:: Text passage ::
┄┄┄┄┄┄┄┄┄┄
Far from the first Hispanic to make the majors, Clemente wasn't even the first Puerto Rican, following behind pitcher Hiram Bithorn (1942-43, 46-47) and outfielder Luis Olmo (1943-51). But after a modest start — and a wasted 1953 season when Brooklyn tried with no success to hide him in the minors — Clemente became the embodiment of Latin America and its growing passion for baseball.
He became the first Hispanic to reach 3,000 hits, the first Hispanic to serve on the MLB Players Association Board, the first Hispanic admitted to the Hall of Fame. And that's only for starters.
"What he did for all the Latin-American players equals what Jackie Robinson did for the blacks," said Jaime Jarrin, the Dodgers' Hall-of-Fame broadcaster. "I can remember when I started in 1958, I could count the number of Latin players on one hand."
"It wasn't just what he did for Puerto Ricans but for Latin-Americans," said Detroit All-Star Pudge Rodriguez, a native Puerto Rican. "He opened the door to a lot of players. Maybe without him, we wouldn't be here."
There is not a Puerto Rican prospect who has not played at some time at Roberto Clemente Sports City, the 304-acre complex built in his hometown of Carolina. A multi-sport academy that Clemente envisioned long before his death, Sports City hosts baseball clinics and competition nearly year-round. New York Mets center fielder Carlos Beltran recalls well his development years there as a 14- and 15-year-old.
But for as much as Clemente's name is revered at home, even Beltran is uncertain over the efforts to retire Clemente's number.
"I don't know if it will happen," Beltran said. "I know his family is very much for it. I'm supportive."
Hispanics Across America delivered a petition with 30,000 names supporting the move to MLB's New York's headquarters last month and has hopes of marshaling 100,000 before it is through. The group champions Clemente, the humanitarian, foremost.
His death in 1972, suffered in a plane crash while attempting to deliver rescue supplies to earthquake-ravaged Managua, Nicaragua, helped to earn Clemente the Congressional Gold Medal as well as the Presidential Medal of Freedom.
But while such honors for a baseball player are rare, chances for the retirement of No. 21 do not appear promising. MLB already offered the Clemente Award, named in his honor in 1973 and given to the player who best exemplifies the game through "sportsmanship, community involvement and positive contributions to his team."
┄┄┄┄┄┄┄┄┄┄
:: Saved entries ::
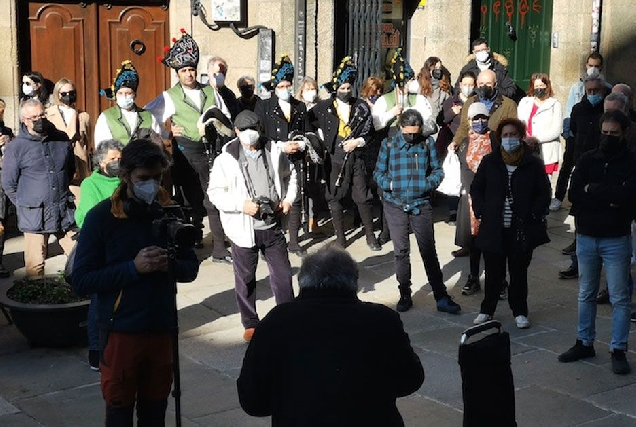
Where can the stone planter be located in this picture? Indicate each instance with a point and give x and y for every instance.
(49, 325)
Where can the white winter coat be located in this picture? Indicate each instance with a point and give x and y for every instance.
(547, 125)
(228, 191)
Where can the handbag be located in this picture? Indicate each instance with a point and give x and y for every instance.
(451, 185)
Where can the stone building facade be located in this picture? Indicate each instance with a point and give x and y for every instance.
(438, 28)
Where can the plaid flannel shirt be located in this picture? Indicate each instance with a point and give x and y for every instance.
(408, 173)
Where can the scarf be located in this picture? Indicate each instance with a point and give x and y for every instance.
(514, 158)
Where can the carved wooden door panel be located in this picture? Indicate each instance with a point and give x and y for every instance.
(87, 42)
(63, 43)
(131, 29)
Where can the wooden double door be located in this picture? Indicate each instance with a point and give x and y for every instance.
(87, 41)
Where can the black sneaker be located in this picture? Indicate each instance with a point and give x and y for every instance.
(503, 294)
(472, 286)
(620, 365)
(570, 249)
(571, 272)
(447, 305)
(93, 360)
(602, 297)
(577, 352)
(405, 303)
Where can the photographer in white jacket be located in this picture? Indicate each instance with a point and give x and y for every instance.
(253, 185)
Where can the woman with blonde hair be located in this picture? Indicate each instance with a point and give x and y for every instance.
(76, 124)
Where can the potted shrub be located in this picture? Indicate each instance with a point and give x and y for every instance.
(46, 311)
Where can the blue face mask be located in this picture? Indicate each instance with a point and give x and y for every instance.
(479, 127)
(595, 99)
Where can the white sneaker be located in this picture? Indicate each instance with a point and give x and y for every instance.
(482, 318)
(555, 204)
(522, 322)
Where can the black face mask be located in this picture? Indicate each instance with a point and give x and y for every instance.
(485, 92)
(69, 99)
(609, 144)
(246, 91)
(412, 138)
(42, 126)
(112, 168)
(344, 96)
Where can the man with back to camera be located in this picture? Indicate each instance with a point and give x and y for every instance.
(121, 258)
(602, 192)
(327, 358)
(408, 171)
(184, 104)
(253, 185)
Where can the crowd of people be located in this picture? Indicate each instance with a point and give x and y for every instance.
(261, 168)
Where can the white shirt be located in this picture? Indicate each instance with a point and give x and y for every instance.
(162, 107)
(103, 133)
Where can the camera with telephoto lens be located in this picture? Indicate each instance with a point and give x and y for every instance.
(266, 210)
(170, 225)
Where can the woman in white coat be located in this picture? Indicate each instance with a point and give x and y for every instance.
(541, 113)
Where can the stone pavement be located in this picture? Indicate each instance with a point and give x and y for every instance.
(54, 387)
┄┄┄┄┄┄┄┄┄┄
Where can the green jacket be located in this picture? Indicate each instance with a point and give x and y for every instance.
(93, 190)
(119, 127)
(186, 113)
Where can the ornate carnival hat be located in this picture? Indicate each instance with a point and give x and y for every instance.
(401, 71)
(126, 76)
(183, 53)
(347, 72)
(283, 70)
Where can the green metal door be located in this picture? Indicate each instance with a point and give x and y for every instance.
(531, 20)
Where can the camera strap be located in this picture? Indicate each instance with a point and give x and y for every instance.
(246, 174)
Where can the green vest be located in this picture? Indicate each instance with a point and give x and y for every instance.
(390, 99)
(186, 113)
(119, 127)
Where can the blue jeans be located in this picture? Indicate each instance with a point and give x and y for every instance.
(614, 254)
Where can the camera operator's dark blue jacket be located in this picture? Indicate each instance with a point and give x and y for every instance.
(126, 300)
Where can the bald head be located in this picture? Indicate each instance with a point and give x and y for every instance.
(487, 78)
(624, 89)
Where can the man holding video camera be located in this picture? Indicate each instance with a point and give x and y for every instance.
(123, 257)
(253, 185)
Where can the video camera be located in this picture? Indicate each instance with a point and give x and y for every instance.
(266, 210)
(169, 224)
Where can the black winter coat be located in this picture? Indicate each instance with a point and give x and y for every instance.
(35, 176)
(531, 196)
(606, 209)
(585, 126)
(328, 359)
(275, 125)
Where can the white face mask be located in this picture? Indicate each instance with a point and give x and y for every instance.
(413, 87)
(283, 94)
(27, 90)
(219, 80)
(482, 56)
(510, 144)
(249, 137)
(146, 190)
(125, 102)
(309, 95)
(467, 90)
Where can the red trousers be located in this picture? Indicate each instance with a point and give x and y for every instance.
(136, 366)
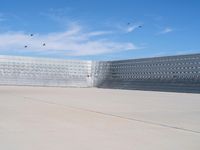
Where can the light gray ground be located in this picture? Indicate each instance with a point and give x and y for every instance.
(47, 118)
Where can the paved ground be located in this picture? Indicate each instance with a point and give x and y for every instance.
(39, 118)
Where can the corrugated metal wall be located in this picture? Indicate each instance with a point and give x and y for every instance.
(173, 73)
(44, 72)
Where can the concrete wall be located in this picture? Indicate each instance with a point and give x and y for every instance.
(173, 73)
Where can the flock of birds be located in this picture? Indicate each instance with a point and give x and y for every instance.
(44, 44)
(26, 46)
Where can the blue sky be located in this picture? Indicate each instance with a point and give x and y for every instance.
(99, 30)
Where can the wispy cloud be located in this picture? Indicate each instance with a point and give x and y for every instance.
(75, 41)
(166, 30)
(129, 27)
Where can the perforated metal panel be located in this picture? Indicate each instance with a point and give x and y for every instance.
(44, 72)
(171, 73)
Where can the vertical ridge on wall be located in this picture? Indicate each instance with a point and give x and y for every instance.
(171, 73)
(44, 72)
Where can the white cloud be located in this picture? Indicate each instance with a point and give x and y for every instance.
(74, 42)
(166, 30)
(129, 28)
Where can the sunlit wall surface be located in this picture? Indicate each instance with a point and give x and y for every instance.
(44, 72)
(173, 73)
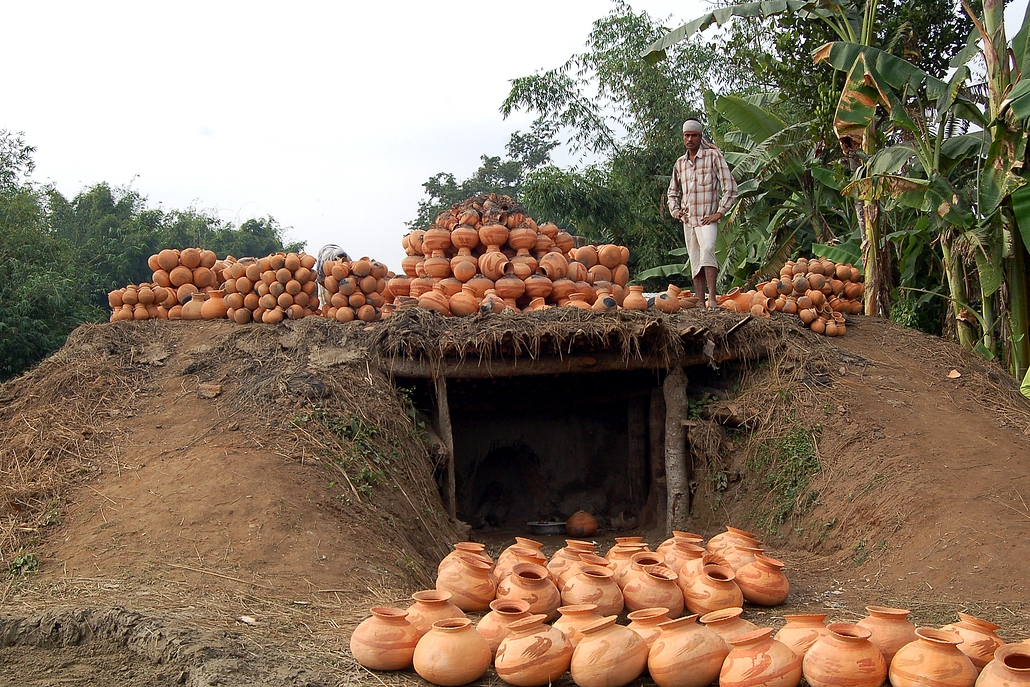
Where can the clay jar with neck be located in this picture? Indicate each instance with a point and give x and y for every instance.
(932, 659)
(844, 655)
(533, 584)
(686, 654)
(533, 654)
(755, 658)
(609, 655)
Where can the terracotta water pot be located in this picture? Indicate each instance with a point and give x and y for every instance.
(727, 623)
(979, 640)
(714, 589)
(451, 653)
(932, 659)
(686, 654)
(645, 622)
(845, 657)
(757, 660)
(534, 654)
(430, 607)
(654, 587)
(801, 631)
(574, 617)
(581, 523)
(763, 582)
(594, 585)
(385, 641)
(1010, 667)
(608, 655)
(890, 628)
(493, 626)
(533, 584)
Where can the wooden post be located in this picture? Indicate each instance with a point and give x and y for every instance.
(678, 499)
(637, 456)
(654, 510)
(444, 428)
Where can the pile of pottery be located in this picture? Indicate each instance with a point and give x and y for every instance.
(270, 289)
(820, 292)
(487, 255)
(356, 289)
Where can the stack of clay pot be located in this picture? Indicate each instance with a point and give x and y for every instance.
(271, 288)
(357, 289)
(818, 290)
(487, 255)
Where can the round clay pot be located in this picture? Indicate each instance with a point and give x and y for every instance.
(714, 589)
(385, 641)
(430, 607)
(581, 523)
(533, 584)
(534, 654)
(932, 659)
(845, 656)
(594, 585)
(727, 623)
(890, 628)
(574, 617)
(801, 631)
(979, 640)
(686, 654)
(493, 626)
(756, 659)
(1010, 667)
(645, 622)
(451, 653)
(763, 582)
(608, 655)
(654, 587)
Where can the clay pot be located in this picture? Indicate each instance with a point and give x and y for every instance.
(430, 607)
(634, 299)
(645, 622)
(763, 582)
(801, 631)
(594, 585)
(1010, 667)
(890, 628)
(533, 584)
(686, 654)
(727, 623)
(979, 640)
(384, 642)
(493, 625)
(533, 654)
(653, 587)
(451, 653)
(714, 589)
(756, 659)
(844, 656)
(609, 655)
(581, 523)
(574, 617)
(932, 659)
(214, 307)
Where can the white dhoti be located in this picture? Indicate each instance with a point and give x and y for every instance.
┄┄┄┄┄┄┄┄┄┄
:: What the task asks ::
Repeat the portion of the Roberto Clemente text that begins with the words "He became the" and ends with "only for starters.". The saved entries were drawn from a different source than the text about Roberto Clemente.

:: Written reply ::
He became the first Hispanic to reach 3,000 hits, the first Hispanic to serve on the MLB Players Association Board, the first Hispanic admitted to the Hall of Fame. And that's only for starters.